[What to do]
Exactly the lines from the top of the records below through the one containing "lantern, that would be wonderful." must be set down, with no line added or dropped.

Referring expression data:

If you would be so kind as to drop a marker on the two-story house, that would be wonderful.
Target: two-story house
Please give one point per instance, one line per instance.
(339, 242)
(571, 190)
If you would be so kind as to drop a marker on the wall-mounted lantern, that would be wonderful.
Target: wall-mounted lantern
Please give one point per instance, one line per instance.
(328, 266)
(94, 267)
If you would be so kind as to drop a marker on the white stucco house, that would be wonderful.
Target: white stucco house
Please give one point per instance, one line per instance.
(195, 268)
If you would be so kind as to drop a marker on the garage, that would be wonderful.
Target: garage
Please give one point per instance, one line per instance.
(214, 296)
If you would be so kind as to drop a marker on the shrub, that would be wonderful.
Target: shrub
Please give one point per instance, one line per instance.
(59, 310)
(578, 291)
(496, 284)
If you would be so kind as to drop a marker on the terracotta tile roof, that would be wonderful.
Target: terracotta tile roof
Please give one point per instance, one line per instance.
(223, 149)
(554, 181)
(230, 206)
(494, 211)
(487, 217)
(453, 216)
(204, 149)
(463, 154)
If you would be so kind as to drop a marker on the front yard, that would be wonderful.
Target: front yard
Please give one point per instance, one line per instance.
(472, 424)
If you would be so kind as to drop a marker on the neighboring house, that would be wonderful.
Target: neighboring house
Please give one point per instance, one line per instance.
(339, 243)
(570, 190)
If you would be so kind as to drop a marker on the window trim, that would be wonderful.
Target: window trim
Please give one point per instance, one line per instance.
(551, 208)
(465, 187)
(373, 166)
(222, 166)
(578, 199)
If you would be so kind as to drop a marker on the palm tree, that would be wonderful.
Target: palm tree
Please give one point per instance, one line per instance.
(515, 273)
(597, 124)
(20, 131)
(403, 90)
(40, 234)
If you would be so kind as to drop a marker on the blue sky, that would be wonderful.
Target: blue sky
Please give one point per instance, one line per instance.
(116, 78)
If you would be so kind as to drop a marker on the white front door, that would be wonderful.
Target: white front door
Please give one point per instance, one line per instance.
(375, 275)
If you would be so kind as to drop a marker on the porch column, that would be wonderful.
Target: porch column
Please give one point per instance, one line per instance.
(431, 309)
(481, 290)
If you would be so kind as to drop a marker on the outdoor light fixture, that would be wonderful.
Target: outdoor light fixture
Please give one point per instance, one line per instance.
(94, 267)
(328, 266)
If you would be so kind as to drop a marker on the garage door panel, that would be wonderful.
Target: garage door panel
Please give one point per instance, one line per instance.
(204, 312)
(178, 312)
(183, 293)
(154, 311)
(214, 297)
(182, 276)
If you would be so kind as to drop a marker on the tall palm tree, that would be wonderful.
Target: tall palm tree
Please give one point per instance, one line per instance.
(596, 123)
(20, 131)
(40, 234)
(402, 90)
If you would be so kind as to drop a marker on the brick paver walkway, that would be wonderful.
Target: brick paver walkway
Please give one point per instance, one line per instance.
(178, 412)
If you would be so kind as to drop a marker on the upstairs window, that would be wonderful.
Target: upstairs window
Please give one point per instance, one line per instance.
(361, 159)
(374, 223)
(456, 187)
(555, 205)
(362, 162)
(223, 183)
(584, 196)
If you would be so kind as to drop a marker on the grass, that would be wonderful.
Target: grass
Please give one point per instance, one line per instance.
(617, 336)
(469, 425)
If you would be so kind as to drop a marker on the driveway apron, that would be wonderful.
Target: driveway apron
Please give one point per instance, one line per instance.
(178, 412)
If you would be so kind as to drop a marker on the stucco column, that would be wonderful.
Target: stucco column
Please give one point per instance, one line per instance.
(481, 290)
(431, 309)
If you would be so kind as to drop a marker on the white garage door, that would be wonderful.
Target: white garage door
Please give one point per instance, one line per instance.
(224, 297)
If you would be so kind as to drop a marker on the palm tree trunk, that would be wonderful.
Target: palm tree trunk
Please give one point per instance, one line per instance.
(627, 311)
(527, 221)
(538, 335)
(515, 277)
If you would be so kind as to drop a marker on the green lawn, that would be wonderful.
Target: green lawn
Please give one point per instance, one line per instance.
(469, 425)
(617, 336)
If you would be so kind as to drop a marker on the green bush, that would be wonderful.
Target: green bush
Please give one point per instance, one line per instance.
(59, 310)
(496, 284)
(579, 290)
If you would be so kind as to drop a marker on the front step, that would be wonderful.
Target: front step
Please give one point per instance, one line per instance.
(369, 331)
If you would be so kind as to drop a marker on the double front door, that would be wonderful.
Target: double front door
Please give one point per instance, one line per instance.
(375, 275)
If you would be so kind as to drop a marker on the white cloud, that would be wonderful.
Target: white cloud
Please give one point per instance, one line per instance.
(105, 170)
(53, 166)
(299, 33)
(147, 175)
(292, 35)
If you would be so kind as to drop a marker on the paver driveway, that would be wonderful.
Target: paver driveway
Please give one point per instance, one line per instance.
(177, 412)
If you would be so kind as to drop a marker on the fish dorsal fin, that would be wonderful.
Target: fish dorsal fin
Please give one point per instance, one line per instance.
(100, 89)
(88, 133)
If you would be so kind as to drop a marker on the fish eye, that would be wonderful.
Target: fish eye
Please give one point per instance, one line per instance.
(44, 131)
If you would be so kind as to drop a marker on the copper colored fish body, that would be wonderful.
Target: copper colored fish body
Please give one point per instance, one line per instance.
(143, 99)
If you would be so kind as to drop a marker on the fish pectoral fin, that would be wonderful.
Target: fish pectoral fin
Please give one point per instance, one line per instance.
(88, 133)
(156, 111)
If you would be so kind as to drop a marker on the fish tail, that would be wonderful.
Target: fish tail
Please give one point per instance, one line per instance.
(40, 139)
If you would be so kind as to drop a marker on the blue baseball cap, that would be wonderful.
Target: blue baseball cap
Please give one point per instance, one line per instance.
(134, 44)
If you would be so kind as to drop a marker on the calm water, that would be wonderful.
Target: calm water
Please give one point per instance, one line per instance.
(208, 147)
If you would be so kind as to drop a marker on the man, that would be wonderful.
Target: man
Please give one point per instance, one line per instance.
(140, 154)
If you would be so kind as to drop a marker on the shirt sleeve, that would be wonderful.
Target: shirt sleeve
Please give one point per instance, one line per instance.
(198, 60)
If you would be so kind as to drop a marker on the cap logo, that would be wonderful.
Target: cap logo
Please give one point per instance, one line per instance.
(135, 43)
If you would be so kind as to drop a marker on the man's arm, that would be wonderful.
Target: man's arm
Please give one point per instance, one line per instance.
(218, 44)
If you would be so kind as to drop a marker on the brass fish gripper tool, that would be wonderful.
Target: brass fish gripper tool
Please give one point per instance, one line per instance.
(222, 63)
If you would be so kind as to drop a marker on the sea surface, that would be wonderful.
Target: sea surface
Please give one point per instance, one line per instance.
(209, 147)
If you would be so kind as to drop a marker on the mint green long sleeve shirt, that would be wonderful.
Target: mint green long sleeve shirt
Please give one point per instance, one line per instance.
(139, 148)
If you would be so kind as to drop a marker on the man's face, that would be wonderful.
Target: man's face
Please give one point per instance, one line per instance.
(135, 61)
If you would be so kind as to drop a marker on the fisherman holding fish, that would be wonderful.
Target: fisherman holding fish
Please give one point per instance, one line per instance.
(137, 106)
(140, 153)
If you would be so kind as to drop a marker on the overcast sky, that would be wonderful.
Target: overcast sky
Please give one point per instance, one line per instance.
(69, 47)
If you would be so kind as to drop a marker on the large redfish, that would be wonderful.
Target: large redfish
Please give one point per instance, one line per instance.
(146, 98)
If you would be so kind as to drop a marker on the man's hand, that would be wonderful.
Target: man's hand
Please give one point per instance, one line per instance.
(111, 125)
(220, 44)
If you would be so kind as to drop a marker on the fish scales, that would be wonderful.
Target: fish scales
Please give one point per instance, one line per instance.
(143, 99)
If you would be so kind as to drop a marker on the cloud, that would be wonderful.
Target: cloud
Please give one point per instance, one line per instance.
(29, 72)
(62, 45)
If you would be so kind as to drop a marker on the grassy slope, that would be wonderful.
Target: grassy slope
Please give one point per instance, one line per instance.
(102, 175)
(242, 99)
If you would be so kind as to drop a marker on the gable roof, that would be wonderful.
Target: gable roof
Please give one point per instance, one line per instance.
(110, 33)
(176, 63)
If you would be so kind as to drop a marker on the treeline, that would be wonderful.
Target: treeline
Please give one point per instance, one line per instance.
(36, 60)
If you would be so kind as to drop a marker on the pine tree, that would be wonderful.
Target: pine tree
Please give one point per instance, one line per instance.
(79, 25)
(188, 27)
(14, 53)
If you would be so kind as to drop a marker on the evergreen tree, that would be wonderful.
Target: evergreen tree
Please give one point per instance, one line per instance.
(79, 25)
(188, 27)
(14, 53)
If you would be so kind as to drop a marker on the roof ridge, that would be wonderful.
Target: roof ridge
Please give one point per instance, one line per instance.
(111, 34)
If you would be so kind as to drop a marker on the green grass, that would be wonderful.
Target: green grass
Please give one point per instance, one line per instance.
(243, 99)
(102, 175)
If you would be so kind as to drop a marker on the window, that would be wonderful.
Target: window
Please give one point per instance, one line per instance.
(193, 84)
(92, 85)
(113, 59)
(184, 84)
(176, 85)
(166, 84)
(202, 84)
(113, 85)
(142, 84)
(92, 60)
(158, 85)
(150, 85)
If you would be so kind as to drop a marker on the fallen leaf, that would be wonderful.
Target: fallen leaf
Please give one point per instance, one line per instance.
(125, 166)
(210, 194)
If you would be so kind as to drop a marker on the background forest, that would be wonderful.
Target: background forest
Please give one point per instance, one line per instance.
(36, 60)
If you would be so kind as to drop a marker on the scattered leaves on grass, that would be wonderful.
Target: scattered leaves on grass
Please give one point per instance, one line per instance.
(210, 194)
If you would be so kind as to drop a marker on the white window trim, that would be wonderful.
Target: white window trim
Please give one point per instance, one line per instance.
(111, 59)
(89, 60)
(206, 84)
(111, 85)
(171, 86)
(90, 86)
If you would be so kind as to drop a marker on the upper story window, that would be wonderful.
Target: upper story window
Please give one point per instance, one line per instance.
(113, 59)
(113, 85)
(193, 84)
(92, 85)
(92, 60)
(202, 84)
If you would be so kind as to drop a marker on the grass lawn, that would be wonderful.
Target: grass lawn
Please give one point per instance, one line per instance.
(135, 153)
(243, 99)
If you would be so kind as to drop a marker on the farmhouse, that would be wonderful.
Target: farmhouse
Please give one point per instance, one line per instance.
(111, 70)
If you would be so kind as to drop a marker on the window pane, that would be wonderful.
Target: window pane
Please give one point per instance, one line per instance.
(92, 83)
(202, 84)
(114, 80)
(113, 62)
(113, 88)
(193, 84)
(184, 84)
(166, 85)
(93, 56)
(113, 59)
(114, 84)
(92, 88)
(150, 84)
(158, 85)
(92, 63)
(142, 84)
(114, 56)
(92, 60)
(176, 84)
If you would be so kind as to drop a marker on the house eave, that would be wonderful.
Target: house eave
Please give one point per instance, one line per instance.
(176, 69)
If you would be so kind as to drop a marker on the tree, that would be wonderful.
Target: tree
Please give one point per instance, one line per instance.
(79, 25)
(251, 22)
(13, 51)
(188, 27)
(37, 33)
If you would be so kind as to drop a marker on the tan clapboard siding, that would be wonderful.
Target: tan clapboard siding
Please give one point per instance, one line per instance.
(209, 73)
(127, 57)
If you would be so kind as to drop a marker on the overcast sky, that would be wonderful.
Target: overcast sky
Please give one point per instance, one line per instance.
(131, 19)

[Response to this task]
If you would be so kind as to drop a marker on the two-story house, that would be wonderful.
Target: two-story house
Please give one point per instance, one line per instance.
(339, 242)
(571, 190)
If you would be so kind as to drop a marker on the wall-mounted lantern, that would be wonderful.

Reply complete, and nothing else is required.